— Data excerpts —
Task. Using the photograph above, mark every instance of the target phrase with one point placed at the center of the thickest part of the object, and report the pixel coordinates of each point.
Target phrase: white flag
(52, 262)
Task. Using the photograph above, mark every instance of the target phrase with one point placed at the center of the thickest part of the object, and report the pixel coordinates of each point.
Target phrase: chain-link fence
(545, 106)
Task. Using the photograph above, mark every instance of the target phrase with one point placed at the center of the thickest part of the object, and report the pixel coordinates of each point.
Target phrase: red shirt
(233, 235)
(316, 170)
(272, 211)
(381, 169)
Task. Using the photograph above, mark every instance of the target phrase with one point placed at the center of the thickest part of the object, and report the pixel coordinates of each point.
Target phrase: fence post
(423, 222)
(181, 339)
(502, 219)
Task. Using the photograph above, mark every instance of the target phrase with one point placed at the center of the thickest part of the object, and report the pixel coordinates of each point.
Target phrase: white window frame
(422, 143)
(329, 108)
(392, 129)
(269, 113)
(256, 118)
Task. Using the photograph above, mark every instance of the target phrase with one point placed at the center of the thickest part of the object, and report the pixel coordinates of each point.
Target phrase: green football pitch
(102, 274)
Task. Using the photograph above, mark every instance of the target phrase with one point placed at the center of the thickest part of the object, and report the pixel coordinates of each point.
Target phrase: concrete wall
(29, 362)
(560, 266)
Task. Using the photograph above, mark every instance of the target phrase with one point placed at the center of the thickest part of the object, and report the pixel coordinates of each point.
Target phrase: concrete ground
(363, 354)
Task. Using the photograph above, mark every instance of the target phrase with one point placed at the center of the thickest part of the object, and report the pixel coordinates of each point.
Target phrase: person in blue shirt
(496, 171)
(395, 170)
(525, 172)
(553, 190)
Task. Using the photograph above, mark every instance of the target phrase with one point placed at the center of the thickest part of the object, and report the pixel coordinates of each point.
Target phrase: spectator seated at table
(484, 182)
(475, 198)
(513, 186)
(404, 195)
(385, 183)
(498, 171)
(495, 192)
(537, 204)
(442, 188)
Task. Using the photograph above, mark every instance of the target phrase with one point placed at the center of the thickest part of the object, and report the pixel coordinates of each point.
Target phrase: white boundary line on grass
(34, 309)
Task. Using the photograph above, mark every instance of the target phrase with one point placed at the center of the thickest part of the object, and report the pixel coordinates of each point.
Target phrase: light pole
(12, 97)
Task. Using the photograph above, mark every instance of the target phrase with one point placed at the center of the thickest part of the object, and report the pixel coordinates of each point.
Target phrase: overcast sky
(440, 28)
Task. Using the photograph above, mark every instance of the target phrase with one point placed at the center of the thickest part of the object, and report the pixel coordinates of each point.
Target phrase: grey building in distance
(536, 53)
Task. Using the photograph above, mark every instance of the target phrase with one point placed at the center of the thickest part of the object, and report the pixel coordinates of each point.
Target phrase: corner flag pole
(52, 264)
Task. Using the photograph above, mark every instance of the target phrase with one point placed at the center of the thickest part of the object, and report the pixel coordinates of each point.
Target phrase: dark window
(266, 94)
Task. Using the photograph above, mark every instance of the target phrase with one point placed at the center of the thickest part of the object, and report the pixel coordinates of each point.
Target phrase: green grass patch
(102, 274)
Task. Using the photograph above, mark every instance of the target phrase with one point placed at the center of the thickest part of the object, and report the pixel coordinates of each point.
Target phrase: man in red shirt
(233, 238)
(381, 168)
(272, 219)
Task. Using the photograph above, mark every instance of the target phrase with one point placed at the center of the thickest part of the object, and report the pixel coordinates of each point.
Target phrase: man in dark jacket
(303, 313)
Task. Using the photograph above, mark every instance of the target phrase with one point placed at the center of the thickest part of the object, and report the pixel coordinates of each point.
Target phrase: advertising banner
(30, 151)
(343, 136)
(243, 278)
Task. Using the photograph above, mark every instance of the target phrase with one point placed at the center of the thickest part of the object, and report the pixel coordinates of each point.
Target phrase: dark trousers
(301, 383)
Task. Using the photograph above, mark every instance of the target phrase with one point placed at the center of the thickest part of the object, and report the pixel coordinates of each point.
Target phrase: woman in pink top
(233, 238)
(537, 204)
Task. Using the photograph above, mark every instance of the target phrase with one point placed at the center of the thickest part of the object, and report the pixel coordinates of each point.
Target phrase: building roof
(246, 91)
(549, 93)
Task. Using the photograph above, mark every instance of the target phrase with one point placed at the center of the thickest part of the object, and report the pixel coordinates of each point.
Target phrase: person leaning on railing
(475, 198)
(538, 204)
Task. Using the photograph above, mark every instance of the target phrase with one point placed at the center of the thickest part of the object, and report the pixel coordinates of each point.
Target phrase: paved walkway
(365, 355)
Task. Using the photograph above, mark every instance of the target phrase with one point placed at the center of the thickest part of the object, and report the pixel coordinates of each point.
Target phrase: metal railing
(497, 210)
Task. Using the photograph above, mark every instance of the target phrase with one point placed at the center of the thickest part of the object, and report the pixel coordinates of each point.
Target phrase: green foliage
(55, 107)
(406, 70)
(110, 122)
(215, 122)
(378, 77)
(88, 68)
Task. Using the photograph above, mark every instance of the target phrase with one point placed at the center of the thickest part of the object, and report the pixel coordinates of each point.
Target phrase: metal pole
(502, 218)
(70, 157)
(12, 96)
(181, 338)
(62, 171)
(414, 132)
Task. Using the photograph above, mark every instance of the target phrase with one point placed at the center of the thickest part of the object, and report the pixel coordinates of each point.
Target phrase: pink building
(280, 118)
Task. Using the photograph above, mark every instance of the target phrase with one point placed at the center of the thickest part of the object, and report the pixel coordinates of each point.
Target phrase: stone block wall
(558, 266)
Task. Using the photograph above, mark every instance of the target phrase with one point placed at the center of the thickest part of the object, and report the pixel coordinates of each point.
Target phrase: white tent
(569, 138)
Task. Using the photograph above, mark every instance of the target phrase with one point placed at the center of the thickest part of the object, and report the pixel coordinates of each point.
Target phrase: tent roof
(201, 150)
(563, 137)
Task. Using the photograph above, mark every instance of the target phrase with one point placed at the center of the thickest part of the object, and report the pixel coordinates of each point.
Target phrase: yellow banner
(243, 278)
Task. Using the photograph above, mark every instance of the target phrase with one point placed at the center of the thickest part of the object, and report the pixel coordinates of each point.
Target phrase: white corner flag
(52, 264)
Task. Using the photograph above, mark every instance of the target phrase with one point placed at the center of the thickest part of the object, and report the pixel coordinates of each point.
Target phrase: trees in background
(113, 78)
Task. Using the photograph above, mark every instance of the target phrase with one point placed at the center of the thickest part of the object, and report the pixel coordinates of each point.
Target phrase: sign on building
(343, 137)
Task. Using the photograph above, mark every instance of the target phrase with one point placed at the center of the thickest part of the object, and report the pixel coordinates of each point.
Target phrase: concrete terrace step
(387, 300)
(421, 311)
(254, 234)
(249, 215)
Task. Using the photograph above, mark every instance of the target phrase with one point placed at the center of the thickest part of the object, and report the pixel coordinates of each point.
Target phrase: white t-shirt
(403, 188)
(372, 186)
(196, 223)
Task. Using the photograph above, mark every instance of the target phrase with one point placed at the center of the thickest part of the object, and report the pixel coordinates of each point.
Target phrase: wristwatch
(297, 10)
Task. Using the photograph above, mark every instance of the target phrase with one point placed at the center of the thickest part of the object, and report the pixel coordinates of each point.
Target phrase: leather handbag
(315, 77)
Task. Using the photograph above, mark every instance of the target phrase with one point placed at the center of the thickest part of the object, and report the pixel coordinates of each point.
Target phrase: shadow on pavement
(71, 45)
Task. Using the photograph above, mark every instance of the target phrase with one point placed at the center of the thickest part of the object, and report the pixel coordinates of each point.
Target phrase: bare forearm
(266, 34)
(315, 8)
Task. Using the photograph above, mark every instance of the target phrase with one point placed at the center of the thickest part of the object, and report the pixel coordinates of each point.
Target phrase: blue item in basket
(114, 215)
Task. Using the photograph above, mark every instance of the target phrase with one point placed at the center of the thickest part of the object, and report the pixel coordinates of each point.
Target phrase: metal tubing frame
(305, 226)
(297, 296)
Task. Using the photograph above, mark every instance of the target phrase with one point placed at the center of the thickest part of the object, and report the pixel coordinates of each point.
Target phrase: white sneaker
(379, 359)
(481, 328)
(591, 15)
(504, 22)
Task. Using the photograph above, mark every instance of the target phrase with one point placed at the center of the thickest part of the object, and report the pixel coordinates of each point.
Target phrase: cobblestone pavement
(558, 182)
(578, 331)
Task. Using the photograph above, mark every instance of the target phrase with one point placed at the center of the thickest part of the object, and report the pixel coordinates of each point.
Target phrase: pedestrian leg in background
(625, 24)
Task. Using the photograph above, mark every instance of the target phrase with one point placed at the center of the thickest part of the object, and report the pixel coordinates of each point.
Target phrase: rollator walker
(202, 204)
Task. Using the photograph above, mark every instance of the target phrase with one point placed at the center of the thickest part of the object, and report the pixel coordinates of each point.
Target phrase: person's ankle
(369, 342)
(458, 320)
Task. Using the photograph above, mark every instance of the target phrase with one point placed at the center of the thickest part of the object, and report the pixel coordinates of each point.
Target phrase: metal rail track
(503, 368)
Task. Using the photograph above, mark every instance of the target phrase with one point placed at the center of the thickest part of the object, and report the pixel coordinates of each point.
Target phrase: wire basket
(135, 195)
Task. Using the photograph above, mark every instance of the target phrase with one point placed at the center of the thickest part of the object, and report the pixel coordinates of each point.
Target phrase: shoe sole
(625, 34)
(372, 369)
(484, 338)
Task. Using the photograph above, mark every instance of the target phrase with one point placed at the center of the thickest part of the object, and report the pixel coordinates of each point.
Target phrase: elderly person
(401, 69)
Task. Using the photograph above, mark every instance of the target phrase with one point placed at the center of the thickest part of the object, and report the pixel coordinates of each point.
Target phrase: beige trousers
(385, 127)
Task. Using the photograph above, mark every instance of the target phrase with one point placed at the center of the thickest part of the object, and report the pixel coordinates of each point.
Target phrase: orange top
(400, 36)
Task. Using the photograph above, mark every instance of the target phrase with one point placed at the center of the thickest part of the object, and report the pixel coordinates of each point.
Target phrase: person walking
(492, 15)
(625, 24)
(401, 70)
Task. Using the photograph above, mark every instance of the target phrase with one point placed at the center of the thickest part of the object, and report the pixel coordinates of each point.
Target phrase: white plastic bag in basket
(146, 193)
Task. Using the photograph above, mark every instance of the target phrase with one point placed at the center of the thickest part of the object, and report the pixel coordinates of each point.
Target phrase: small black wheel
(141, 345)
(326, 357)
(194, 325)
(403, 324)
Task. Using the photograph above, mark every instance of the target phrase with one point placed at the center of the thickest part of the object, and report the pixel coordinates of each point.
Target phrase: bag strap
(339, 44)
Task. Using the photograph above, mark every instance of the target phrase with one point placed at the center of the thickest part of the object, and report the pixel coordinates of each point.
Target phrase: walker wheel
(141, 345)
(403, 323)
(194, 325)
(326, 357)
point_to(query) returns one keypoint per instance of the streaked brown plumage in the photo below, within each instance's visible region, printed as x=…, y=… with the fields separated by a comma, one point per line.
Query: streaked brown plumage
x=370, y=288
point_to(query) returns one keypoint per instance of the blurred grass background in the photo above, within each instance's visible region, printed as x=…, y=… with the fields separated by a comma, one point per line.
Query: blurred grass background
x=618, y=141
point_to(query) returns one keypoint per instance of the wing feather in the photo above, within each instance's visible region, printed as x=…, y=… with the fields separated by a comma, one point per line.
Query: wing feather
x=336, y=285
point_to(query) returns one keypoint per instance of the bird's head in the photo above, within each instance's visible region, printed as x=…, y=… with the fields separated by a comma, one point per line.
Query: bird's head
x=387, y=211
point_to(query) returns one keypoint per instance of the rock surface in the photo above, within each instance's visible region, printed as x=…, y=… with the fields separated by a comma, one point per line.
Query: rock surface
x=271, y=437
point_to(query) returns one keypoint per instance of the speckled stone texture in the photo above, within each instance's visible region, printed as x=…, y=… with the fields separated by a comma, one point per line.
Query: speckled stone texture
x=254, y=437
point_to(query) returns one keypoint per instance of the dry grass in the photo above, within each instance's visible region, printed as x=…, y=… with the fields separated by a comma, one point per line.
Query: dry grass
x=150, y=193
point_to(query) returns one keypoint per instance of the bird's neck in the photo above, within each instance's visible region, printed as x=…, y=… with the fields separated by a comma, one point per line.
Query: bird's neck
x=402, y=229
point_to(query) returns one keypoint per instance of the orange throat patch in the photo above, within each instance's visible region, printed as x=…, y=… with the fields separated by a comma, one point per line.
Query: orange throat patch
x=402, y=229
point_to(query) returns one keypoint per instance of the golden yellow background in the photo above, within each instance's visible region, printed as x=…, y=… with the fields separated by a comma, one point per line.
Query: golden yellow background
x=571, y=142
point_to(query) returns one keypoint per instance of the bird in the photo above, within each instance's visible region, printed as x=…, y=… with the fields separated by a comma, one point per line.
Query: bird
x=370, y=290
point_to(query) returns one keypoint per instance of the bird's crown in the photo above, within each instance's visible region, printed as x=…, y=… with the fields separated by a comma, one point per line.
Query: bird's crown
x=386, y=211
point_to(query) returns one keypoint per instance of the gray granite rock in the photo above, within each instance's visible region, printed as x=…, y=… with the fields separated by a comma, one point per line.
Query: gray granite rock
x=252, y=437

— What you have to do —
Everything from the line with "Query: bird's head" through the line with "of the speckled" should be written out exactly as it appears above, end lines included, and nothing outside that range.

— Result —
Query: bird's head
x=387, y=211
point_to(query) returns one keypoint per instance of the rock surface in the photo above, within each instance's visible region, printed as x=…, y=… with the fields separated by a comma, one point per line.
Query: rock surface
x=271, y=437
point_to(query) returns one keypoint per instance of the speckled stone texture in the photo above, within each instance's visible region, printed as x=…, y=… with the fields separated by a comma, one point per line.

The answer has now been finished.